OBJECTIVE ▸
How many lines in the records contain the word "wooden"? Reply with the number alone.

PROVIDED RECORDS ▸
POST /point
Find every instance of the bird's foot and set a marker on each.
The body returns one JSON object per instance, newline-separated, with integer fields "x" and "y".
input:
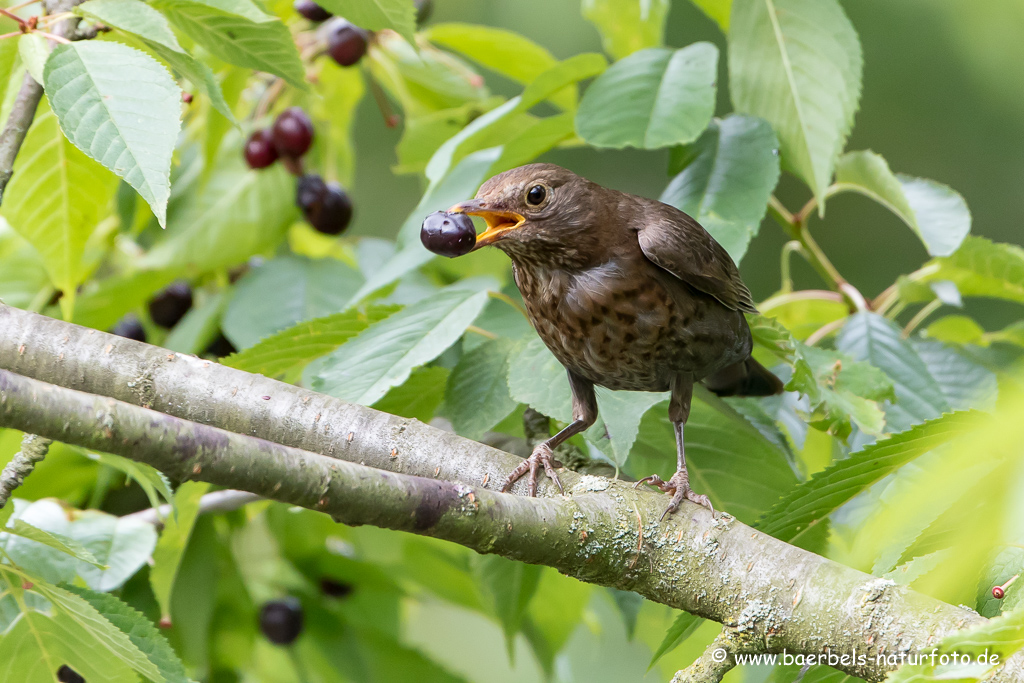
{"x": 542, "y": 457}
{"x": 679, "y": 486}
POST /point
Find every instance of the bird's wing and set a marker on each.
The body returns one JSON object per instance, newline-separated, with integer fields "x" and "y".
{"x": 678, "y": 244}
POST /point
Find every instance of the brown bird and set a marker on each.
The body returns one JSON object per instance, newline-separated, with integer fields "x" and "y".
{"x": 628, "y": 293}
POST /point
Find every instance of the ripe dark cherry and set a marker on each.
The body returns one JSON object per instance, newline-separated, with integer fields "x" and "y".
{"x": 293, "y": 132}
{"x": 129, "y": 328}
{"x": 220, "y": 347}
{"x": 346, "y": 43}
{"x": 326, "y": 206}
{"x": 311, "y": 10}
{"x": 260, "y": 152}
{"x": 68, "y": 675}
{"x": 171, "y": 304}
{"x": 423, "y": 10}
{"x": 448, "y": 233}
{"x": 281, "y": 621}
{"x": 335, "y": 589}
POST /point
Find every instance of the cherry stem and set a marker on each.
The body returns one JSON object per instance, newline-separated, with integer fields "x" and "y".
{"x": 271, "y": 93}
{"x": 383, "y": 103}
{"x": 23, "y": 4}
{"x": 52, "y": 37}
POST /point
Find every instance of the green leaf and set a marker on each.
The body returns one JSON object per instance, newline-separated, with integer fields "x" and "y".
{"x": 508, "y": 587}
{"x": 965, "y": 383}
{"x": 34, "y": 51}
{"x": 505, "y": 52}
{"x": 955, "y": 330}
{"x": 286, "y": 291}
{"x": 239, "y": 212}
{"x": 121, "y": 108}
{"x": 200, "y": 326}
{"x": 341, "y": 91}
{"x": 122, "y": 544}
{"x": 239, "y": 33}
{"x": 382, "y": 356}
{"x": 57, "y": 541}
{"x": 399, "y": 15}
{"x": 289, "y": 351}
{"x": 138, "y": 18}
{"x": 621, "y": 416}
{"x": 728, "y": 459}
{"x": 682, "y": 628}
{"x": 424, "y": 79}
{"x": 718, "y": 10}
{"x": 934, "y": 211}
{"x": 538, "y": 137}
{"x": 173, "y": 541}
{"x": 37, "y": 559}
{"x": 477, "y": 396}
{"x": 55, "y": 199}
{"x": 1001, "y": 637}
{"x": 102, "y": 303}
{"x": 152, "y": 480}
{"x": 8, "y": 57}
{"x": 797, "y": 63}
{"x": 813, "y": 501}
{"x": 919, "y": 396}
{"x": 23, "y": 274}
{"x": 139, "y": 630}
{"x": 729, "y": 175}
{"x": 417, "y": 397}
{"x": 984, "y": 268}
{"x": 124, "y": 646}
{"x": 627, "y": 26}
{"x": 38, "y": 644}
{"x": 133, "y": 16}
{"x": 653, "y": 98}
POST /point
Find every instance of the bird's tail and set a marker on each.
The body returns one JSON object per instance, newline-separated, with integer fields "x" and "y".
{"x": 747, "y": 378}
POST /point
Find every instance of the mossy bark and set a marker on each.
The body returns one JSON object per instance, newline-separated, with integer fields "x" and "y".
{"x": 364, "y": 467}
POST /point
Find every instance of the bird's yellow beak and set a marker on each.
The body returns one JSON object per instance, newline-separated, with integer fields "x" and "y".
{"x": 499, "y": 222}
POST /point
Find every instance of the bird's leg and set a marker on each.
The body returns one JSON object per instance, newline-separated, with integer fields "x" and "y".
{"x": 679, "y": 483}
{"x": 584, "y": 415}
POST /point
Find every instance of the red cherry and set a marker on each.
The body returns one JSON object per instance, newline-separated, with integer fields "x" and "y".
{"x": 260, "y": 152}
{"x": 292, "y": 132}
{"x": 346, "y": 43}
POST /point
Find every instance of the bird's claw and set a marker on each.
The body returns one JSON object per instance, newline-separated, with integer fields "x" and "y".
{"x": 542, "y": 457}
{"x": 679, "y": 486}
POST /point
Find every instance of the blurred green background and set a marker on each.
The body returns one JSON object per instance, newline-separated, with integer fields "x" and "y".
{"x": 943, "y": 98}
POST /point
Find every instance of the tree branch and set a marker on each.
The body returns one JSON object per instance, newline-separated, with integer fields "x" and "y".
{"x": 34, "y": 449}
{"x": 776, "y": 595}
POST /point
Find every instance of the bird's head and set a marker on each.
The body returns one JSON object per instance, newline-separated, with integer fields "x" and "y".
{"x": 540, "y": 212}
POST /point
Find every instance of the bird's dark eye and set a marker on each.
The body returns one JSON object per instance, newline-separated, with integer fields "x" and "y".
{"x": 537, "y": 195}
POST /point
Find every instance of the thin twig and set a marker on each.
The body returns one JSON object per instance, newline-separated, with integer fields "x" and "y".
{"x": 27, "y": 100}
{"x": 218, "y": 501}
{"x": 34, "y": 449}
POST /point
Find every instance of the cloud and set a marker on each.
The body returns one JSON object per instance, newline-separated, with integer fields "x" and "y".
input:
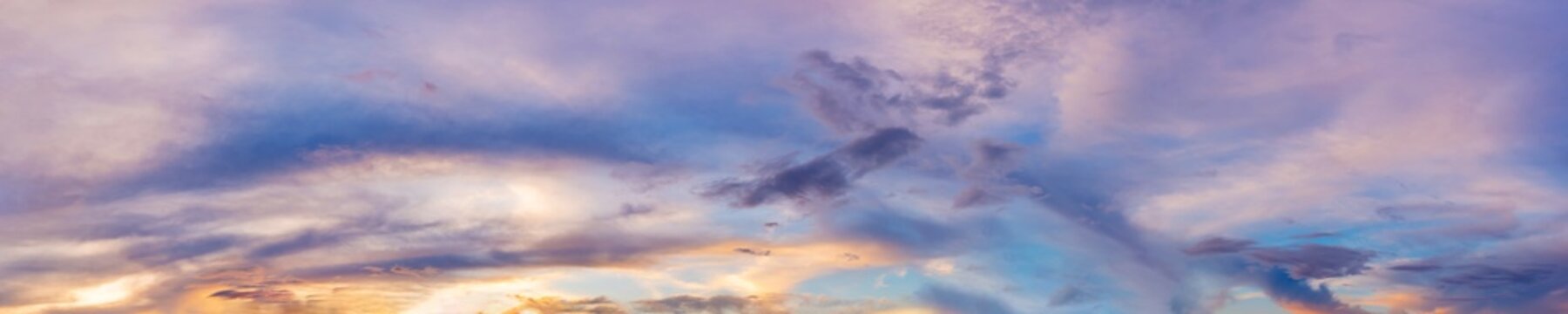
{"x": 1315, "y": 261}
{"x": 598, "y": 305}
{"x": 822, "y": 178}
{"x": 1297, "y": 294}
{"x": 1219, "y": 245}
{"x": 856, "y": 96}
{"x": 689, "y": 304}
{"x": 954, "y": 300}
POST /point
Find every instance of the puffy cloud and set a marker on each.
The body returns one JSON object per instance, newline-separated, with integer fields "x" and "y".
{"x": 822, "y": 178}
{"x": 416, "y": 157}
{"x": 954, "y": 300}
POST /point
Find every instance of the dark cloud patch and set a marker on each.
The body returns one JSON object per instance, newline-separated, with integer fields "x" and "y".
{"x": 598, "y": 305}
{"x": 856, "y": 96}
{"x": 690, "y": 304}
{"x": 1415, "y": 267}
{"x": 1293, "y": 290}
{"x": 582, "y": 249}
{"x": 1321, "y": 235}
{"x": 962, "y": 302}
{"x": 635, "y": 211}
{"x": 256, "y": 294}
{"x": 823, "y": 178}
{"x": 1315, "y": 261}
{"x": 300, "y": 242}
{"x": 987, "y": 174}
{"x": 179, "y": 250}
{"x": 1070, "y": 296}
{"x": 1219, "y": 245}
{"x": 256, "y": 143}
{"x": 907, "y": 233}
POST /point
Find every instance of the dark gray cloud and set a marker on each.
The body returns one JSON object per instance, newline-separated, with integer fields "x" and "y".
{"x": 166, "y": 251}
{"x": 960, "y": 302}
{"x": 692, "y": 304}
{"x": 1070, "y": 296}
{"x": 1219, "y": 245}
{"x": 551, "y": 305}
{"x": 822, "y": 178}
{"x": 1315, "y": 261}
{"x": 598, "y": 245}
{"x": 907, "y": 233}
{"x": 1520, "y": 278}
{"x": 264, "y": 141}
{"x": 855, "y": 96}
{"x": 987, "y": 174}
{"x": 1297, "y": 292}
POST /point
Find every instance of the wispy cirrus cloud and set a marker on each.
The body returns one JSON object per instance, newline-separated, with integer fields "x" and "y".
{"x": 748, "y": 156}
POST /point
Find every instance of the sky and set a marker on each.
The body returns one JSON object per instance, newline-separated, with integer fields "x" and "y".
{"x": 786, "y": 156}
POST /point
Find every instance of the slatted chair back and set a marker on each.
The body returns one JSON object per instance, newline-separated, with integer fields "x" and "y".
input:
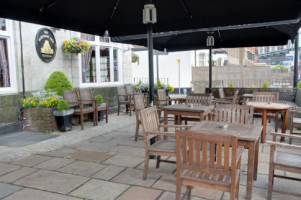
{"x": 149, "y": 121}
{"x": 237, "y": 114}
{"x": 121, "y": 90}
{"x": 130, "y": 89}
{"x": 199, "y": 99}
{"x": 207, "y": 161}
{"x": 86, "y": 95}
{"x": 162, "y": 98}
{"x": 71, "y": 96}
{"x": 221, "y": 93}
{"x": 265, "y": 96}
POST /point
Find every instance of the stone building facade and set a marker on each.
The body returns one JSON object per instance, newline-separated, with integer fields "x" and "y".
{"x": 108, "y": 65}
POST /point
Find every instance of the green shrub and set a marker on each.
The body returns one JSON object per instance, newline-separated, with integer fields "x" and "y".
{"x": 299, "y": 84}
{"x": 99, "y": 99}
{"x": 265, "y": 85}
{"x": 62, "y": 105}
{"x": 58, "y": 82}
{"x": 230, "y": 85}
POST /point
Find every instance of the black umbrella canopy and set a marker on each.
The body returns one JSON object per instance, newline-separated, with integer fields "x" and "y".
{"x": 263, "y": 34}
{"x": 121, "y": 17}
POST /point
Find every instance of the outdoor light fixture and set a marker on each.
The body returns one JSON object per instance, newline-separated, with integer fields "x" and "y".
{"x": 210, "y": 41}
{"x": 149, "y": 14}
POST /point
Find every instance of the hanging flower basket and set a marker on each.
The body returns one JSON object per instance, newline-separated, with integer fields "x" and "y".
{"x": 76, "y": 46}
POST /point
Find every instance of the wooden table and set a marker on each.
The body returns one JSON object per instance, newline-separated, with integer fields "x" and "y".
{"x": 248, "y": 137}
{"x": 183, "y": 109}
{"x": 264, "y": 108}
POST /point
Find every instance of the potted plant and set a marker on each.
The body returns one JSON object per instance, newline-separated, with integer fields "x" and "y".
{"x": 101, "y": 114}
{"x": 76, "y": 45}
{"x": 63, "y": 116}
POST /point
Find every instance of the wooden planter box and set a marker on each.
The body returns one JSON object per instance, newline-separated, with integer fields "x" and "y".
{"x": 39, "y": 119}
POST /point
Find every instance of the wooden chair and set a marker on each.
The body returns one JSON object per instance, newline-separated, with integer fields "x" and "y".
{"x": 207, "y": 161}
{"x": 164, "y": 145}
{"x": 139, "y": 104}
{"x": 124, "y": 98}
{"x": 197, "y": 99}
{"x": 230, "y": 113}
{"x": 81, "y": 107}
{"x": 87, "y": 96}
{"x": 283, "y": 160}
{"x": 267, "y": 97}
{"x": 295, "y": 121}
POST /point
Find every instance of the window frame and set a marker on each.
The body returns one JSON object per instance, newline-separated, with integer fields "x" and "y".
{"x": 8, "y": 35}
{"x": 97, "y": 44}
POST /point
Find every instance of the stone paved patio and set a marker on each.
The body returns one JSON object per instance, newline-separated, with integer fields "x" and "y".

TASK RESULT ▸
3